◆ **AIM**
Extract the full set of records, then give each one again exactly.

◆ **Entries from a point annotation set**
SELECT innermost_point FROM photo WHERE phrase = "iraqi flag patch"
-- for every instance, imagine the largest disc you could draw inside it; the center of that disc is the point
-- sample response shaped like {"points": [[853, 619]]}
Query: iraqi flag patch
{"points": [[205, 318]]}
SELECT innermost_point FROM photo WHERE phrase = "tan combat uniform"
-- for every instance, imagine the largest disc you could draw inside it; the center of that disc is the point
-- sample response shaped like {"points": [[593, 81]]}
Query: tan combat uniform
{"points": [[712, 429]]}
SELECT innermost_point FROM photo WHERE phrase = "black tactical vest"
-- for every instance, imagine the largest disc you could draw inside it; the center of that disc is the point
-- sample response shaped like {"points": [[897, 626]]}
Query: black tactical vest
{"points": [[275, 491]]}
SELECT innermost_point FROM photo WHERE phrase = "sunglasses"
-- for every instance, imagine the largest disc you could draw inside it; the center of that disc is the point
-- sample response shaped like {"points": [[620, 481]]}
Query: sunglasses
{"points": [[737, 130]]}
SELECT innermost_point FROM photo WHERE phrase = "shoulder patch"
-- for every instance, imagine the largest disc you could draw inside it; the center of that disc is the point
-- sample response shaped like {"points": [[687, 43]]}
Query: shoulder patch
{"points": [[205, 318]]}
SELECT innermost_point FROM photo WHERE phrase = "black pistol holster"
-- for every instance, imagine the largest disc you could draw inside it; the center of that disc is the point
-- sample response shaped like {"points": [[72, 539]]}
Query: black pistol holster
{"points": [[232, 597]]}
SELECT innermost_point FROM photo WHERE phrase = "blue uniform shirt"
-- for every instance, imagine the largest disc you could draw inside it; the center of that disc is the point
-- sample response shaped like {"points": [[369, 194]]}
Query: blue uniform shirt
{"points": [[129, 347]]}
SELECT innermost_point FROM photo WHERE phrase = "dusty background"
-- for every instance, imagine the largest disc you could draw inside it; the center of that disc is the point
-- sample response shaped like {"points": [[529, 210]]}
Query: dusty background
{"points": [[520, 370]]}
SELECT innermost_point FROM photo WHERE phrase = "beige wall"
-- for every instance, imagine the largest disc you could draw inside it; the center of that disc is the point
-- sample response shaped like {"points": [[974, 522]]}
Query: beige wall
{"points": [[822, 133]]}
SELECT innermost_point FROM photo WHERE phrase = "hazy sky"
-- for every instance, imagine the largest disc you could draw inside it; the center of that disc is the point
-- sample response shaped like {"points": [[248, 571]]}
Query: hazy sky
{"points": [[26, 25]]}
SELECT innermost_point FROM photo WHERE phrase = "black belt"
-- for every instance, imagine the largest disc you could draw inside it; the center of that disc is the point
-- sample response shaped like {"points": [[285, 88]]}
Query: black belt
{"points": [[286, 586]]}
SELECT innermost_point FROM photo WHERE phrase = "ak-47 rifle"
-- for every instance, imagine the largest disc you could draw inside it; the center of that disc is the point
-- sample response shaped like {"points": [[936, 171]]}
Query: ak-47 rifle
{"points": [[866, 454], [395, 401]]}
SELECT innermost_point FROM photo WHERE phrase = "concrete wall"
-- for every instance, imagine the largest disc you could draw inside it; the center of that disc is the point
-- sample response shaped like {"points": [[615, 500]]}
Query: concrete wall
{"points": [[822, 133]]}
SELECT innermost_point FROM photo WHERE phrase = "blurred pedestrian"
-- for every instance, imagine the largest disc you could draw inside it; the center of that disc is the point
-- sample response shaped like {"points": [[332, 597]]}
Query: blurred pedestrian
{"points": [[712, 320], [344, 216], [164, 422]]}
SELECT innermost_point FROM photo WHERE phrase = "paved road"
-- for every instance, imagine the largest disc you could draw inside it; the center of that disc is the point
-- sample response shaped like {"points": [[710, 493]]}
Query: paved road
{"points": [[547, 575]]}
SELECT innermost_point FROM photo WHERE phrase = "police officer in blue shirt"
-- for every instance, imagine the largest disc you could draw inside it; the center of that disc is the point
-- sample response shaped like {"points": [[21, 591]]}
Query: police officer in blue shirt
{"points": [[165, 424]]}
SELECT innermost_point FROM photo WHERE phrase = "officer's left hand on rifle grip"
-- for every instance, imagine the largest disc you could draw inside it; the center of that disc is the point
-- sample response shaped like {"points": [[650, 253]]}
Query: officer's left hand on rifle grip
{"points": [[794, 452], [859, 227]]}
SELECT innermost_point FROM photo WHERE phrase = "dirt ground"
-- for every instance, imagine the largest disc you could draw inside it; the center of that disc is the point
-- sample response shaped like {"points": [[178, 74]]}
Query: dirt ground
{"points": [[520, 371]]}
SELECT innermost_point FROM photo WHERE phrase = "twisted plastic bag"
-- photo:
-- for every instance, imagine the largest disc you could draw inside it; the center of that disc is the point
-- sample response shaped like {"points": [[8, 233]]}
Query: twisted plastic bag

◆ **TASK ANSWER**
SELECT innermost_point FROM photo WHERE phrase = "iraqi flag patch"
-- for every instance, imagine the largest disc you could draw inside it; the center of that disc is the point
-- sample response shaped like {"points": [[853, 619]]}
Query: iraqi flag patch
{"points": [[205, 318]]}
SELECT innermost_point FROM photo WHERE phrase = "tan combat uniform"
-- for every instance, imagine the largest disc you could draw inside it; the center of that disc is the point
-- sample response shaped like {"points": [[593, 81]]}
Query: tan combat uniform
{"points": [[712, 429]]}
SELECT innermost_point FROM photo WHERE phrase = "black tactical vest"
-- for every instance, imagine the largest disc you could draw inside it; the center of that disc is the point
-- sample response shaped like {"points": [[897, 626]]}
Query: black tactical vest
{"points": [[275, 491]]}
SELECT innermost_point FROM photo WHERE phrase = "sunglasses"
-- for every instance, imagine the largest disc you could draw inside it; the center of that disc is the point
-- sample response shaped like {"points": [[620, 481]]}
Query: sunglasses
{"points": [[737, 130]]}
SELECT innermost_point FROM photo WHERE phrase = "shoulder patch"
-- for every instance, imagine the largest disc you could draw inside it; the center of that disc is the point
-- sample response shaped like {"points": [[687, 43]]}
Query: shoulder patch
{"points": [[205, 318]]}
SELECT innermost_point FROM photo WHERE phrase = "black pistol holster"
-- for every instance, imagine the largest disc you could draw inside it; the center of that disc is the point
-- sample response shaped like {"points": [[72, 539]]}
Query: black pistol holster
{"points": [[232, 597]]}
SELECT innermost_point FROM photo WHERE phrase = "blue uniform shirt"
-- for every instance, imagine the largest disc you could draw inside it; the center of that disc is the point
-- sample response shaped like {"points": [[369, 194]]}
Query: blue uniform shirt
{"points": [[129, 347]]}
SELECT innermost_point FROM photo WHERE phrase = "dusty background"
-- for every instance, imagine the largest disc you could draw inside it; the center of that disc is the point
-- sample response shaped like {"points": [[529, 210]]}
Query: dusty background
{"points": [[520, 370]]}
SELECT innermost_point FROM photo WHERE phrase = "beige wall"
-- for every instance, imagine the largest disc you could draw inside it; the center of that disc is the point
-- sample response shaped like {"points": [[974, 522]]}
Query: beige wall
{"points": [[822, 133]]}
SELECT innermost_point FROM photo WHERE phrase = "hazy sky"
-- for every instance, imagine the largest disc you could draw inside it; the center of that disc is the point
-- sample response shaped like {"points": [[248, 571]]}
Query: hazy sky
{"points": [[26, 25]]}
SELECT innermost_point FROM photo WHERE phrase = "black belt"
-- for every instance, imagine the largest disc you could draw inside it; the center of that disc is the point
-- sample response shaped like {"points": [[285, 88]]}
Query: black belt
{"points": [[286, 586]]}
SELECT innermost_point FROM photo WHERE phrase = "ak-47 rifle"
-- for every instance, imagine the largest disc you could draw inside it; the center of that disc is the point
-- sample response shaped like {"points": [[936, 171]]}
Query: ak-47 rifle
{"points": [[866, 454], [395, 401]]}
SELECT innermost_point FROM photo WHERE phrase = "concrete wall"
-- for every instance, imagine the largest disc you could draw inside it; the center of that disc is the point
-- sample response shaped like {"points": [[615, 500]]}
Query: concrete wall
{"points": [[822, 133]]}
SELECT innermost_point FROM photo WHERE phrase = "blurred pedestrian"
-- for every instance, imagine the largest disc you could draw inside it; the center of that disc is the point
-- sample response shaped like {"points": [[332, 597]]}
Query: blurred pedestrian
{"points": [[712, 320], [344, 216], [164, 422]]}
SELECT innermost_point FROM photo WHERE phrase = "paved road"
-- for every instance, imagine the largest disc you could draw inside it; the center of that disc is the point
-- sample response shaped like {"points": [[710, 493]]}
Query: paved road
{"points": [[547, 575]]}
SELECT innermost_point FROM photo WHERE phrase = "police officer in blue shirt"
-- for every instance, imagine the largest disc you could draw inside it; the center of that disc is the point
-- sample response shaped like {"points": [[21, 591]]}
Query: police officer in blue shirt
{"points": [[165, 424]]}
SELECT innermost_point FROM photo WHERE phrase = "officer's left hand on rifle grip"
-- for every instance, imagine the largest disc you could draw inside it; the center of that disc is the point
-- sample response shaped like {"points": [[650, 253]]}
Query: officer's left hand on rifle grip
{"points": [[794, 452], [859, 227]]}
SELECT innermost_point FROM photo WHERE phrase = "dirt ground"
-- for every instance, imagine the largest disc you could draw inside it; the center of that disc is the point
-- sample response shaped like {"points": [[178, 74]]}
Query: dirt ground
{"points": [[520, 371]]}
SELECT innermost_point FROM photo WHERE phrase = "twisted plastic bag"
-- photo:
-- for every instance, imagine the largest disc you could draw inside it; the center of that disc is the point
-- sample response shaped like {"points": [[8, 233]]}
Query: twisted plastic bag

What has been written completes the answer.